**Task requirements**
Exactly as written, copy the lines of the data below from the first through the one containing "Question. Indicate each instance of the golf".

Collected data
= Beginning of Section =

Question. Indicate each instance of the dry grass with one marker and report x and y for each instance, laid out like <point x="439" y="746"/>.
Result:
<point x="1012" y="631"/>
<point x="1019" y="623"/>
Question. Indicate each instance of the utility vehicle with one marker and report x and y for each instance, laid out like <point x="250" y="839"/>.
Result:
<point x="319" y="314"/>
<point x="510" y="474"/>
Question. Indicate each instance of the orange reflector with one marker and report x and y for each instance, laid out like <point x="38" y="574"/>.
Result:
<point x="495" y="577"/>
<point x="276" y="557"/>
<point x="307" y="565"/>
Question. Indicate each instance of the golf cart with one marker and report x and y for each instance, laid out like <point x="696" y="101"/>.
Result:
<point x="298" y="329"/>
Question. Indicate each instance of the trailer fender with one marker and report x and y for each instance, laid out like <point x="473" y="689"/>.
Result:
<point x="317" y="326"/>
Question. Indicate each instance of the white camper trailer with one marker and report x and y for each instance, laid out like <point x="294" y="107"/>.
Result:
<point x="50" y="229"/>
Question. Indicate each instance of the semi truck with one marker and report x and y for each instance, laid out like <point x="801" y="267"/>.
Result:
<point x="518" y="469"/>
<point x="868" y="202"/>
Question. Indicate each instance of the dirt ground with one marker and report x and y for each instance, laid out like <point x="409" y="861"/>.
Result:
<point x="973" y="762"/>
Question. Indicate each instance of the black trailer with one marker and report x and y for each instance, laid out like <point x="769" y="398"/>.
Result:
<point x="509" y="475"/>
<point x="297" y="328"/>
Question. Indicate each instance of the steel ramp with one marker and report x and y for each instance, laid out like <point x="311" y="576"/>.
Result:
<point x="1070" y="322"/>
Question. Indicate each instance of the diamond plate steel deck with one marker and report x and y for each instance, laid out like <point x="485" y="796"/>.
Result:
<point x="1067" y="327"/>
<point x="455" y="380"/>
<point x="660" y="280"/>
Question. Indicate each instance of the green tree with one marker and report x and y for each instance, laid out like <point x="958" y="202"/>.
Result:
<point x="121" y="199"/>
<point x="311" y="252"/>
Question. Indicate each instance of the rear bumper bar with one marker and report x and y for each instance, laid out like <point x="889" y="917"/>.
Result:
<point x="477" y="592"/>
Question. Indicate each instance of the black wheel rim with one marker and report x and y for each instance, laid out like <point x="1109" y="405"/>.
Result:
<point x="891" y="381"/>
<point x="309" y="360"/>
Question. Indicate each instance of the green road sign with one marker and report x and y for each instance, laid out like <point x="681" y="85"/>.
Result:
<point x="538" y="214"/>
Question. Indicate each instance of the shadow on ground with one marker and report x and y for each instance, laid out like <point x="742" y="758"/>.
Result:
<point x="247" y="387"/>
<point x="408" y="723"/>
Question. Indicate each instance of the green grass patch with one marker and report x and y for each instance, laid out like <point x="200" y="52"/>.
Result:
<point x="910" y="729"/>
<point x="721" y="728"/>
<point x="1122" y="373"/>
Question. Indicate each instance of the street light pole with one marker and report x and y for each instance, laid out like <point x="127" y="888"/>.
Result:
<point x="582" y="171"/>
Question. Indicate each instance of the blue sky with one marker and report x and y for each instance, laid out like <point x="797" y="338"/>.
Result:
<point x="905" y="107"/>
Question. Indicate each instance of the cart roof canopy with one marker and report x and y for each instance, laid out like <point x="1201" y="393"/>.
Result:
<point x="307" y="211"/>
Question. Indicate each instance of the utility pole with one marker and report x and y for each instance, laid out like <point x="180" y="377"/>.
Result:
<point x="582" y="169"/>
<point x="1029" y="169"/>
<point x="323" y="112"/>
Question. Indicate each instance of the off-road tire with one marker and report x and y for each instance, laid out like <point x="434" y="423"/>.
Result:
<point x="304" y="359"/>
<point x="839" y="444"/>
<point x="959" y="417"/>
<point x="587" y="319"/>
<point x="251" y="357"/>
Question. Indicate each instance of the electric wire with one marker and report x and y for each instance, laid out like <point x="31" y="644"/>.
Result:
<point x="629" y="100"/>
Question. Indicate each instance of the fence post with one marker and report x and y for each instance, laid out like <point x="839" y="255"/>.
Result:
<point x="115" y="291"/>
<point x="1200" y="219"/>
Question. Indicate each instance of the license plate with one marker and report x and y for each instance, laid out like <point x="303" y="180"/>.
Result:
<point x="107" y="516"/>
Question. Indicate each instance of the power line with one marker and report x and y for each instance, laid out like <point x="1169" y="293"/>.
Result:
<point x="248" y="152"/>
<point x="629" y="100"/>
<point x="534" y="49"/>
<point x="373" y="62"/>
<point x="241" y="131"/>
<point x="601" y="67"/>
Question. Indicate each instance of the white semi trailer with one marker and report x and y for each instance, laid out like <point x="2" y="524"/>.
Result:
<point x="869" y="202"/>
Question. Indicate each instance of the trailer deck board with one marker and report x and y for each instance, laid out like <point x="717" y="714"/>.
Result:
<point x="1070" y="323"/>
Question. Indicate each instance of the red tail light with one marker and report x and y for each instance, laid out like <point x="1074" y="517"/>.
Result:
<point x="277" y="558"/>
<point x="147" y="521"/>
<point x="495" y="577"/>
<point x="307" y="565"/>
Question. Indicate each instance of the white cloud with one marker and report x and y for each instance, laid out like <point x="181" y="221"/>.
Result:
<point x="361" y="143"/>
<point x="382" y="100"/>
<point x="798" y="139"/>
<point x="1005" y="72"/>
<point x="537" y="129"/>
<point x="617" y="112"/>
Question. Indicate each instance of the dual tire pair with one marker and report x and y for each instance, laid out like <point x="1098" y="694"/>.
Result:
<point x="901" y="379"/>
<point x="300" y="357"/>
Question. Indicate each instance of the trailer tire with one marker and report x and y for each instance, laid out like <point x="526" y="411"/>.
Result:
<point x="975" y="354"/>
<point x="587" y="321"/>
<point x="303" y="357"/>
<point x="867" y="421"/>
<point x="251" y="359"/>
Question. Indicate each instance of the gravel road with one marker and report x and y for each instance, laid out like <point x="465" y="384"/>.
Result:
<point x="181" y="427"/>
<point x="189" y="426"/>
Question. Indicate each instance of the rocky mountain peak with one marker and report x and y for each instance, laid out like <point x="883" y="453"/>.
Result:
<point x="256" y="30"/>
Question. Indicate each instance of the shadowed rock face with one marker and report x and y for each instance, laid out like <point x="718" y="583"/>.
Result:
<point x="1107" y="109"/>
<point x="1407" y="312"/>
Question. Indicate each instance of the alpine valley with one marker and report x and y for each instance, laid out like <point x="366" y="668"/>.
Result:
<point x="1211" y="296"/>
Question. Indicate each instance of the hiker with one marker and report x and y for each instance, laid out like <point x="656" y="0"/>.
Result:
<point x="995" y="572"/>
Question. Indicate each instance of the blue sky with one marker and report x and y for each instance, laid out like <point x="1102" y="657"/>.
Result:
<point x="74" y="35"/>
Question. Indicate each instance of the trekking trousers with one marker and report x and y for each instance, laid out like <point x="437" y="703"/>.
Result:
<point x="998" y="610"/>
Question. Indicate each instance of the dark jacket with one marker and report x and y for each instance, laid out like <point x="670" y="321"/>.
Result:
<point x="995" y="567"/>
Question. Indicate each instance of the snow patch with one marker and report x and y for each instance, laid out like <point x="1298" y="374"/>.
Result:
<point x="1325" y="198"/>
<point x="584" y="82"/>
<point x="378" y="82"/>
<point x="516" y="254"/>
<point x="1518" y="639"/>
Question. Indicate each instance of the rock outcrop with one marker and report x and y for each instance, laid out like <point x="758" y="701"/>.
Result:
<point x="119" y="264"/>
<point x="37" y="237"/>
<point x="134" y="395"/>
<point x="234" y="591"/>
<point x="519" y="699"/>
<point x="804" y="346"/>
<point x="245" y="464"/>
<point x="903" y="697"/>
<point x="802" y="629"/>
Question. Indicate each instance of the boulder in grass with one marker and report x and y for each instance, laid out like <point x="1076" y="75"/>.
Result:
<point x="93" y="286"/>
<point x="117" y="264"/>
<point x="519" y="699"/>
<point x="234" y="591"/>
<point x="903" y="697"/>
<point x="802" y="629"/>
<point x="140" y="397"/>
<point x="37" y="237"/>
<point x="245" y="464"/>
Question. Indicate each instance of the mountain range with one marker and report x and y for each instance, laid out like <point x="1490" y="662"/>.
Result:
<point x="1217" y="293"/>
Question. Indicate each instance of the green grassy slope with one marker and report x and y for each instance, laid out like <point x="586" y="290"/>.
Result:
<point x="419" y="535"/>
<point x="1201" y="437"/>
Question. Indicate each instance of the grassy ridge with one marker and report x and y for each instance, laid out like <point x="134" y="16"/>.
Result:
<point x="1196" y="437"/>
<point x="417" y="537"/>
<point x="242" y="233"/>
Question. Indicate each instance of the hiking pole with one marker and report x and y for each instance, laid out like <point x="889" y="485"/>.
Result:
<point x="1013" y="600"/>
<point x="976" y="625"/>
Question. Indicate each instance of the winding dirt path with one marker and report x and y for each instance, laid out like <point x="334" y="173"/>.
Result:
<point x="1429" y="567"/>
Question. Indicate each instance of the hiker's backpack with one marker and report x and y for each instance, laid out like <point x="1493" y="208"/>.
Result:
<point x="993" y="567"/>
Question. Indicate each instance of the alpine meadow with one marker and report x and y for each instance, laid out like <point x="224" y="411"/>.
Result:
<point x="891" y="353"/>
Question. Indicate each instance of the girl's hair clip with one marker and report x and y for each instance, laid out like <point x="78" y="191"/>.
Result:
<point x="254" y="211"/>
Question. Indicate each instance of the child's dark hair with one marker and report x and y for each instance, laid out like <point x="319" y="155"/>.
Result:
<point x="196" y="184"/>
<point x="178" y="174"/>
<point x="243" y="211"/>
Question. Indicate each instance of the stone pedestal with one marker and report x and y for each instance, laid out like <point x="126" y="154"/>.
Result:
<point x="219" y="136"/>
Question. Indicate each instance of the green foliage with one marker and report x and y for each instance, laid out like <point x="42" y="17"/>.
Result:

= End of Section =

**Written answer**
Question. Indicate each instance of the dry grass with one marker and report x and y for each instance, laid out like <point x="439" y="746"/>.
Result:
<point x="1012" y="631"/>
<point x="1019" y="623"/>
Question. Indicate each instance of the utility vehicle with one marker and report x and y for each instance, laid out like <point x="250" y="839"/>.
Result:
<point x="319" y="314"/>
<point x="510" y="474"/>
Question. Indicate each instance of the orange reflector with one marker and report x and y for each instance, laid out like <point x="38" y="574"/>.
Result:
<point x="495" y="577"/>
<point x="276" y="557"/>
<point x="307" y="565"/>
Question. Indicate each instance of the golf cart with one marker and report x and y for each instance, laid out like <point x="696" y="101"/>.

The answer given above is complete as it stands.